Pressure on natural resources in Latin America and the Caribbean: a statistical approach
Work area(s)
The nominal series of commodity exports and total exports, which form part of the recent update of information in CEPALSTAT and are available for consultation, show the pressures on natural resources in Latin America and the Caribbean.
The nominal series of commodity exports and total exports, which form part of the recent update of information in CEPALSTAT and are available for consultation, show the pressures on natural resources in Latin America and the Caribbean.
This information has been adjusted in two ways: first, the annual nominal items have been deflated to eliminate the effect of price changes; second, they have been reclassified by the natural resource from which they are derived in order to distinguish between renewables and non-renewables.
To eliminate the effect of price variations, the basic price index (44 products) was used to deflate commodities exports and the unit value index was used to deflate total exports. Thus, the proportion of primary exports in total exports was obtained for Latin America and the Caribbean for the period 1990–2019 (shown by the grey line in the graph).
Source: ECLAC, on the basis of United Nations International Trade Statistics Database (UN COMTRADE).
The reclassification by natural resource of origin was done using deflated primary export data distributed by rates calculated from the reclassification of SITC five-digit headings, reclassified as primary products and semi-processed natural resources by origin (land, water, plant or animal). This yielded the share of primary exports based on both renewable and non-renewable natural resources. The bars in the graph show total primary exports at constant prices and their composition by natural resource of origin for the region from 1990 to 2019.
According to these data, which envisage systematic GDP growth for that period (pre-pandemic), the real increase seen in exports is accompanied by an expansion in primary exports. Between 1990 and 2019, real exports rise from about US$ 198 billion to US$ 530 billion (at constant 2010 prices), although primary exports maintained a share of about 58% for most of the last decade.
Permanent pressure on natural resources
Income from exports of primary natural resources in the region has been growing since 1990, thus the pressure on natural resources has also been increasing. The cumulative effects —the sum of annual flows— imply that extraction, collection and processing of natural resources put systematic pressure on the region's stock.
However, at the level of Latin America and the Caribbean as a region, the annual pressure (flow) shows certain trends. Between 1990 and 2007, the annual share of primary exports in total exports fell steeply, from just over 80% to 50%. It spiked briefly in 2009 at over 60%, but between 2008 and 2019 stabilized around 50%–60%, oscillating around 55%. So, although this annual share fell steadily and substantially between 1990 and 2007, the pattern of the region's international trade over the last three decades, with a systematic year-by-year expansion in primary exports, has undoubtedly kept up permanent pressure on natural resource stocks.
Although the pressure is permanent, the stocks of natural resources do not all decrease in the same way. The graph shows real exports divided into renewable and non-renewable natural resources. Between 1994 and 2013, exports clearly grew systematically, with the largest share coming from non-renewable natural resources, thus generating equally systematic pressure on their stocks.
Even though real exports based on non-renewables decrease in the following years, the trend continues; accordingly, there is no easing of the pressure on stocks. Even so, the data show exports from renewable natural resources growing strongly in the years after 2013, contributing practically 50% in the statistics.
It should be recalled that, although all natural resource stocks are subject to the same extraction pressure, the stocks of non-renewable natural resources, by their nature, always decrease. By contrast, the stocks of renewable natural resources will depend on whether extraction pressure is sensitive to the renewal process. The foregoing considerations are of course without taking into account the effects of differentiated regulation policies and their impacts by resource and by country.
+---+
§ Parts of the exercise
1. Name each natural resource origin that the text on pressure on natural resources uses to reclassify primary products and semi-processed natural resources.
2. Copy word for word the passage of the text on pressure on natural resources between "Even though real" and "and by country.", inclusive.
The listing that follows comes from a different source than the text.

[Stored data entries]
+---+
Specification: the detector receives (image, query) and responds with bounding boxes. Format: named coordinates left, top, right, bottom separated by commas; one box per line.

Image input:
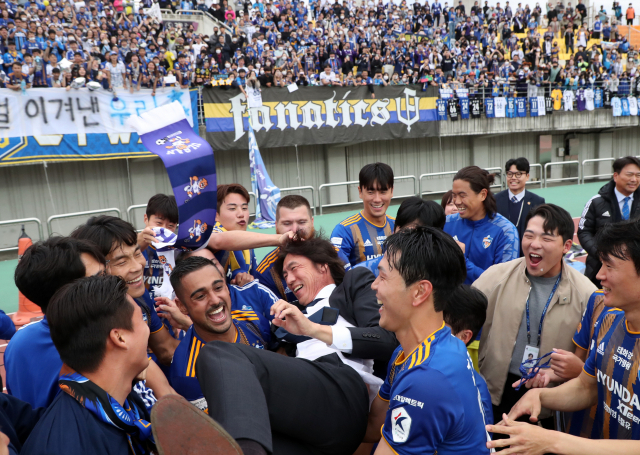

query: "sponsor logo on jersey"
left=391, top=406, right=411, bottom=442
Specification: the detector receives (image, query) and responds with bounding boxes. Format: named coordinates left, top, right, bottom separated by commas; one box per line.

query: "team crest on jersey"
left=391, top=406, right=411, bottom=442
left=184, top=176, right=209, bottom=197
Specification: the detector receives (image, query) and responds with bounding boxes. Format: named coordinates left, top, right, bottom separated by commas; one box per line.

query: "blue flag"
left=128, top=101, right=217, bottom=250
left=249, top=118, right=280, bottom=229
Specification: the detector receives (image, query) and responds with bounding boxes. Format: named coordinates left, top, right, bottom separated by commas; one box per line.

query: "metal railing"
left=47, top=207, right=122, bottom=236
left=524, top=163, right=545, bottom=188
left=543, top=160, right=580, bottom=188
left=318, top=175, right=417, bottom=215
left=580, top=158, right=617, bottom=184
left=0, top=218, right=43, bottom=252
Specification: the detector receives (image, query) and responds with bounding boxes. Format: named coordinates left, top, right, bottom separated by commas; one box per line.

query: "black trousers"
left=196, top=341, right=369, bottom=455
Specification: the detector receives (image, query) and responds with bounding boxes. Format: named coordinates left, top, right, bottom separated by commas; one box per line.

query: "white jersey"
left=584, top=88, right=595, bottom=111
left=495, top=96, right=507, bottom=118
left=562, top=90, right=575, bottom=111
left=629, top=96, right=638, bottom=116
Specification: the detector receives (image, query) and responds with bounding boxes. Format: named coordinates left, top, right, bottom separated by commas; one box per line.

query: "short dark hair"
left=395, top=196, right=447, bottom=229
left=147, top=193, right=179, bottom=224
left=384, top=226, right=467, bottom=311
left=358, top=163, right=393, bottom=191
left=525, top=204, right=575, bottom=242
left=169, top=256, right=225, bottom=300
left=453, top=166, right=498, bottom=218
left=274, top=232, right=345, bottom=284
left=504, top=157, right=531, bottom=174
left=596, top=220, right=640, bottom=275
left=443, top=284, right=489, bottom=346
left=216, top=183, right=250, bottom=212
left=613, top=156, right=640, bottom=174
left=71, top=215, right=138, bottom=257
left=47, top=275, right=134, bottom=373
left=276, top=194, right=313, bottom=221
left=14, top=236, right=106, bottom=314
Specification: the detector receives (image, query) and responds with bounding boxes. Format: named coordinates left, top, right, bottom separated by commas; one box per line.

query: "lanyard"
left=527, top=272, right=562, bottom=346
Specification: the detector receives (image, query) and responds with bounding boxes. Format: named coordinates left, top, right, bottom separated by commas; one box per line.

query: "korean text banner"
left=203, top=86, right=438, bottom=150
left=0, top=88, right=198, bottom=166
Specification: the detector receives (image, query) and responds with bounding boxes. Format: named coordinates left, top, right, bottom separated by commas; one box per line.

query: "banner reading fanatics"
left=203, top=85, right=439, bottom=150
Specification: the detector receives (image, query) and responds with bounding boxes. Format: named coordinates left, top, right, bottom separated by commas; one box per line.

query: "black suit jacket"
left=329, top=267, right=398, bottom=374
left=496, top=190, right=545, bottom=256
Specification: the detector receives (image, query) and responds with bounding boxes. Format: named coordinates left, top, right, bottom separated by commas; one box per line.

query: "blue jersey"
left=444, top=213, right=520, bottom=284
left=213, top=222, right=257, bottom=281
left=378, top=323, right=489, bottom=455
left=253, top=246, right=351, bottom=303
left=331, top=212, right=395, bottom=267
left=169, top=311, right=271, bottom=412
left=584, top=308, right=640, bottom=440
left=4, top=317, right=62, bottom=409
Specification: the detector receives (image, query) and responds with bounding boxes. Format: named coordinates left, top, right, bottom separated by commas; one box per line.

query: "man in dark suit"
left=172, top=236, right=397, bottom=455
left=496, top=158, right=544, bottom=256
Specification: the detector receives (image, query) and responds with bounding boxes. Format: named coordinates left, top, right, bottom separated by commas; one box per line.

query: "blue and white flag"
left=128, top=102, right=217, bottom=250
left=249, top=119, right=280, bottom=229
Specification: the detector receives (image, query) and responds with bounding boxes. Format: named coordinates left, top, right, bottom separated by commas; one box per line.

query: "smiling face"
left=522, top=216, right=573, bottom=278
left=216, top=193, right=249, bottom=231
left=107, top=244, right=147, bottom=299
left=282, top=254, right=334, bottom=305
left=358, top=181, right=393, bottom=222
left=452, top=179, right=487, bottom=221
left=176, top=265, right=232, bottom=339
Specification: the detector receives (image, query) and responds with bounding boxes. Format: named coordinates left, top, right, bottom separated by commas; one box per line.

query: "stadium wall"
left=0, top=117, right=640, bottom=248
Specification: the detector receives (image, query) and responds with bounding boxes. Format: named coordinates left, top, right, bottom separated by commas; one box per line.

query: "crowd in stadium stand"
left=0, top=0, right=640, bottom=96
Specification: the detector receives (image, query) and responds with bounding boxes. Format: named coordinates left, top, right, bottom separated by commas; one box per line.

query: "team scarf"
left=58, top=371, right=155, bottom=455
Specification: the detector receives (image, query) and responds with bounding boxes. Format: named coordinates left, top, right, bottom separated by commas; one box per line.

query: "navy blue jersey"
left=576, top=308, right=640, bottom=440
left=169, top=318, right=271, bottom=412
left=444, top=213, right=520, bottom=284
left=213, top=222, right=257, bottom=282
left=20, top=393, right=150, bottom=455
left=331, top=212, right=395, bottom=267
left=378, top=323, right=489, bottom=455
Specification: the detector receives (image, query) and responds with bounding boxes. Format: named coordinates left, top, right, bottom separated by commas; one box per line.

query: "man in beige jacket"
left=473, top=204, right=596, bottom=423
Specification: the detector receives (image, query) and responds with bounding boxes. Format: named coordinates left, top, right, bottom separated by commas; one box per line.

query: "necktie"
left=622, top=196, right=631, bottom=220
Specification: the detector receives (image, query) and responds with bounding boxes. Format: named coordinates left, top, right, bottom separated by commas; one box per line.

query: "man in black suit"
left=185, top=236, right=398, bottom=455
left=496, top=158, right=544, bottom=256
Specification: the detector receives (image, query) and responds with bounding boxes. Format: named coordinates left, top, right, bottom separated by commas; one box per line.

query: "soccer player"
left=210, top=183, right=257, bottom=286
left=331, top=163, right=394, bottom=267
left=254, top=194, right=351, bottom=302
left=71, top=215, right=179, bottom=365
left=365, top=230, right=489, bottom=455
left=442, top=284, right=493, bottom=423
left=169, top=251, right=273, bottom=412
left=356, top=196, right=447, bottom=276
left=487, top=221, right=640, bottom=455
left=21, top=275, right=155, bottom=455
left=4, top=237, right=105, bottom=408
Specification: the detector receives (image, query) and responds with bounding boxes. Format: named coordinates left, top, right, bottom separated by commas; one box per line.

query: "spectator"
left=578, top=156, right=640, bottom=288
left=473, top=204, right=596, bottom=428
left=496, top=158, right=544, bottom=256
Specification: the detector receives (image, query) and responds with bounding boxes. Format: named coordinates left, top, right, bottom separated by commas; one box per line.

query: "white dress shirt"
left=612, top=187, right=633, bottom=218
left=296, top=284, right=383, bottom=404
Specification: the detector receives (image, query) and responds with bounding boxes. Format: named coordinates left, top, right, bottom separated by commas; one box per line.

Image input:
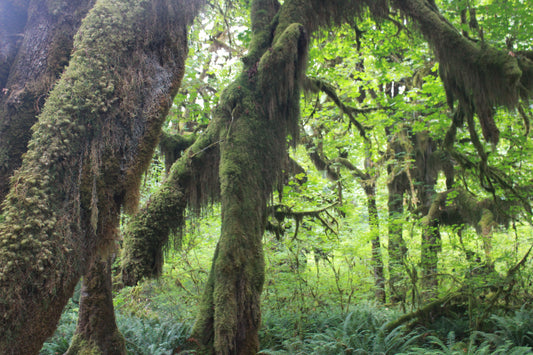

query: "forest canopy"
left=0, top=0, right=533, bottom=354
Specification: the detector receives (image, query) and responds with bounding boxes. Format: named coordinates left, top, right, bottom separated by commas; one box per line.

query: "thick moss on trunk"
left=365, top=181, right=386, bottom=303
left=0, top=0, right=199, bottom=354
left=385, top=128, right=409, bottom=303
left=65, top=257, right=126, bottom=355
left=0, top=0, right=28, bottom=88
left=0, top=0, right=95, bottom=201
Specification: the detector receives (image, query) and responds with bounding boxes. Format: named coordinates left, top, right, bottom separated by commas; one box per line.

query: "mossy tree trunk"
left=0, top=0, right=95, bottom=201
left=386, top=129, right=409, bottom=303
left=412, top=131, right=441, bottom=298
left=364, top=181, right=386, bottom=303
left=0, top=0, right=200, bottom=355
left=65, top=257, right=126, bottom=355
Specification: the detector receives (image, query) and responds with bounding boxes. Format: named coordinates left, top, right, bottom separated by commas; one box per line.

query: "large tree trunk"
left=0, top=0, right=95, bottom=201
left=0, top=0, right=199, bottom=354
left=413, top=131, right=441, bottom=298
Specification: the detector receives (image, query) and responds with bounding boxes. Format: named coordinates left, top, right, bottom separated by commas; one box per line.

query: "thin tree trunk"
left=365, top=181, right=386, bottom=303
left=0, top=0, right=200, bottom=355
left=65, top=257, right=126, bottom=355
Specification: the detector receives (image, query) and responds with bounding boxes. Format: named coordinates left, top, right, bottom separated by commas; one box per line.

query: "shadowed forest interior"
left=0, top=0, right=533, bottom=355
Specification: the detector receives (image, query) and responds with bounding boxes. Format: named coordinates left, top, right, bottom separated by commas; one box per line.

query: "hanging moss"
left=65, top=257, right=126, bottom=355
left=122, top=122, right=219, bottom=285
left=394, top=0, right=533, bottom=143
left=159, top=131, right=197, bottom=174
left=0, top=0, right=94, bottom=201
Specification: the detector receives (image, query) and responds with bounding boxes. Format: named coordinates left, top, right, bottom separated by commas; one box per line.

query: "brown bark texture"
+---+
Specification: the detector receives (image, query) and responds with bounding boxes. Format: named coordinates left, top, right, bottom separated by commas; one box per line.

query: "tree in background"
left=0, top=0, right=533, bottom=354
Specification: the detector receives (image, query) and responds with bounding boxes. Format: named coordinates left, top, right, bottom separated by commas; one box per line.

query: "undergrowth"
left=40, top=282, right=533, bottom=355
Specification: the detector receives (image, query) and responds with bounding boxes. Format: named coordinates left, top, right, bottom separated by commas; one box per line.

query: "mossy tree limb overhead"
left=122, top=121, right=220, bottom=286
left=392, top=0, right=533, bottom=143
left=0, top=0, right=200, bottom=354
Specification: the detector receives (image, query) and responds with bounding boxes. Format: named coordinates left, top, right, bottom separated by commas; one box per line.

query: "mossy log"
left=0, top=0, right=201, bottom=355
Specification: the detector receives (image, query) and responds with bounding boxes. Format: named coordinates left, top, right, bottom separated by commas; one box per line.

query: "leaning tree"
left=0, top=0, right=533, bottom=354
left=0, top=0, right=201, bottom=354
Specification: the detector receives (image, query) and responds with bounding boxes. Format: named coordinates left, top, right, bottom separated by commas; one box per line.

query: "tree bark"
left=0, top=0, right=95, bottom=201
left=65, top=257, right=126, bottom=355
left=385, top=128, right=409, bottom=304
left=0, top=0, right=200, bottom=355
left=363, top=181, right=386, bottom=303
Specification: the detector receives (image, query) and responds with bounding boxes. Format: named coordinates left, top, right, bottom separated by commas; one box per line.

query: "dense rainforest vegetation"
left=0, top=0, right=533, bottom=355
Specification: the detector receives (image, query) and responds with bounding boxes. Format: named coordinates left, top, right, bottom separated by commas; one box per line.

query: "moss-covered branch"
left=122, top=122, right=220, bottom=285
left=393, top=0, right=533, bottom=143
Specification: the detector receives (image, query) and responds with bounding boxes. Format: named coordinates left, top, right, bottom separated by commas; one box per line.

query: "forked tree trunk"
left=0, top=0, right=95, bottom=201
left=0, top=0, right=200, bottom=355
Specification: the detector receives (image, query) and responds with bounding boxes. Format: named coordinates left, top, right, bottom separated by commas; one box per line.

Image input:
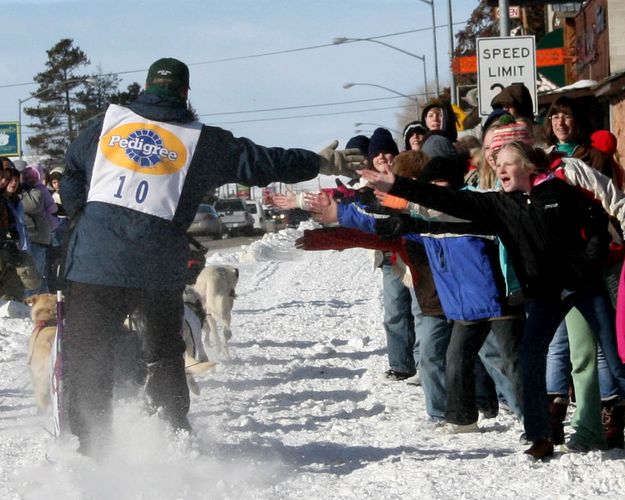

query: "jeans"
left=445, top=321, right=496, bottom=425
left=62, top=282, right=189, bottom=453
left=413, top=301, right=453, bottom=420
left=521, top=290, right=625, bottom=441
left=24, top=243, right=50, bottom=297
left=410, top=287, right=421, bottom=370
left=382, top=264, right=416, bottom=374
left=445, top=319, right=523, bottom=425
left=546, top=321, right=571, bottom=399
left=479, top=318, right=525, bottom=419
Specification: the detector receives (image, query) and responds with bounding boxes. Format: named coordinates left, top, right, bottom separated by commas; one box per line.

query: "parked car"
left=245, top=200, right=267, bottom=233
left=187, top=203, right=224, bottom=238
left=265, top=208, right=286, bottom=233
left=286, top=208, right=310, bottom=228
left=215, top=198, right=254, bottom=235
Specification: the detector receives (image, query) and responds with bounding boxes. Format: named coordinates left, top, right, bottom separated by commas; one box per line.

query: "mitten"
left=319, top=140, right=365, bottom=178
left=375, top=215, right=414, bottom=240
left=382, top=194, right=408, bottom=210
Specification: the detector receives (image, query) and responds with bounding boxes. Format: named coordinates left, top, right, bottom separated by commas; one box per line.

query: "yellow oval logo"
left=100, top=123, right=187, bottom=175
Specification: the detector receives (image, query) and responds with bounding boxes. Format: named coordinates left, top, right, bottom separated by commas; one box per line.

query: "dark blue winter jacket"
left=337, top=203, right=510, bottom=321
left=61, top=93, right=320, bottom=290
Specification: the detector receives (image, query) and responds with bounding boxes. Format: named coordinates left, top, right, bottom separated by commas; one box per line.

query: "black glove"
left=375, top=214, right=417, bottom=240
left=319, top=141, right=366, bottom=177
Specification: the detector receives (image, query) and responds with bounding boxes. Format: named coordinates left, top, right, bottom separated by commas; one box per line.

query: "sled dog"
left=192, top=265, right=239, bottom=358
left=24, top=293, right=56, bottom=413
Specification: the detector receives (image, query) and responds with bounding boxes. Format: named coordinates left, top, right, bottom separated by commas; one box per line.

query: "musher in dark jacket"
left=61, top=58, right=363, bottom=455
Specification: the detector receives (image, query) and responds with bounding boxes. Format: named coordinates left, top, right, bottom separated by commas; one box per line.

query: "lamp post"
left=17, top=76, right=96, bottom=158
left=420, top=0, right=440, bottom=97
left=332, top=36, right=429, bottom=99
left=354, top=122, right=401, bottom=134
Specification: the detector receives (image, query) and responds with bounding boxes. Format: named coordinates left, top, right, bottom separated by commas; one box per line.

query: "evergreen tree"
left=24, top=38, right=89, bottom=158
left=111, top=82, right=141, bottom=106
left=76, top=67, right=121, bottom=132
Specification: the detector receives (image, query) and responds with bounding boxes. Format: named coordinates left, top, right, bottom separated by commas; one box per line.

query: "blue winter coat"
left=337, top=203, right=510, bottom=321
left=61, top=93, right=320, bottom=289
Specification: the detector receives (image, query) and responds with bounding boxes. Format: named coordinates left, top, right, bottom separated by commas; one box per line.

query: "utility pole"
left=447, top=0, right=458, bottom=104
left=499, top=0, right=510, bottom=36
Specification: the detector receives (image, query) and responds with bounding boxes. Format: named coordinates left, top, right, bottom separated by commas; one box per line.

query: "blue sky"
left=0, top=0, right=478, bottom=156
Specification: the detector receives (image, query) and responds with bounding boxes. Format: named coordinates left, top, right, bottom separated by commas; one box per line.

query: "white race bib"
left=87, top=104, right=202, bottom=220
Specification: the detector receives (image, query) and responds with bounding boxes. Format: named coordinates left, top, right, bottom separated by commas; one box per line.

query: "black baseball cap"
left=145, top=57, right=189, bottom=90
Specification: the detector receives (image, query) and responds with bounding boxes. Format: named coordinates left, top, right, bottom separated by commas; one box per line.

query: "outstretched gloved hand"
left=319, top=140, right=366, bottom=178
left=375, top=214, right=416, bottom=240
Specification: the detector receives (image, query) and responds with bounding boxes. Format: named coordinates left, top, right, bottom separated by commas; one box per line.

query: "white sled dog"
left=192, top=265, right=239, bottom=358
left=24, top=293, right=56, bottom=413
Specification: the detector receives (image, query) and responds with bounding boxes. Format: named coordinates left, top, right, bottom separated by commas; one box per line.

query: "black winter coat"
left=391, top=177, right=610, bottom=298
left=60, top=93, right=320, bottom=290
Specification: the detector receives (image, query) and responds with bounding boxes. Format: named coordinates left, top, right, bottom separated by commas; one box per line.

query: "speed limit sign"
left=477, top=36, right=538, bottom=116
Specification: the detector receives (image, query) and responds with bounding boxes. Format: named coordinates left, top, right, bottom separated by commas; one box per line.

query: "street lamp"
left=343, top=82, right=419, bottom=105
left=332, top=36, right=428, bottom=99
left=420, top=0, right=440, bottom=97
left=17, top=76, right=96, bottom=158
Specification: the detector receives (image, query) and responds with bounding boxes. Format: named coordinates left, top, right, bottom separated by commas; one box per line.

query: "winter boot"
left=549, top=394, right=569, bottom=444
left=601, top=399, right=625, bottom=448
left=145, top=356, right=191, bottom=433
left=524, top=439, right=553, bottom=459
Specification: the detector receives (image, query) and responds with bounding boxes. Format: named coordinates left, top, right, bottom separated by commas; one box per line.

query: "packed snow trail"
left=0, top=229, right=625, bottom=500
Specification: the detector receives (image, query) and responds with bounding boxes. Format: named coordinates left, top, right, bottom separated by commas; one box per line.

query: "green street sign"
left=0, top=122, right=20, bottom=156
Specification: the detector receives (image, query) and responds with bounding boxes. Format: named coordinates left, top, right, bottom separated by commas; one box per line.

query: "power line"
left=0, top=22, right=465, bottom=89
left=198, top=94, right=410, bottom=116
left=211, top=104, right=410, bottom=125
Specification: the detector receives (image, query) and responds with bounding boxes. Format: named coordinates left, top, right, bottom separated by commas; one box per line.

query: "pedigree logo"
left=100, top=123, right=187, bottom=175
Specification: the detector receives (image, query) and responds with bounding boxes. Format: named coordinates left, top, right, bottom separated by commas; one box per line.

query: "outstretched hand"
+---+
§ Answers to each task
1. Land, water, plant, animal

2.
Even though real exports based on non-renewables decrease in the following years, the trend continues; accordingly, there is no easing of the pressure on stocks. Even so, the data show exports from renewable natural resources growing strongly in the years after 2013, contributing practically 50% in the statistics.
It should be recalled that, although all natural resource stocks are subject to the same extraction pressure, the stocks of non-renewable natural resources, by their nature, always decrease. By contrast, the stocks of renewable natural resources will depend on whether extraction pressure is sensitive to the renewal process. The foregoing considerations are of course without taking into account the effects of differentiated regulation policies and their impacts by resource and by country.